- [EXERCISE OBJECTIVE]: Identify every line in the material that contains the word "instance".

- [MATERIAL SUPPLIED]:
-----

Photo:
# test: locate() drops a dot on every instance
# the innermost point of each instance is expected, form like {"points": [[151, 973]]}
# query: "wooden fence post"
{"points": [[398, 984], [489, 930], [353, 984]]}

-----

- [TASK SOLUTION]:
# test: locate() drops a dot on every instance
# the innermost point of each instance is expected, form like {"points": [[151, 973]]}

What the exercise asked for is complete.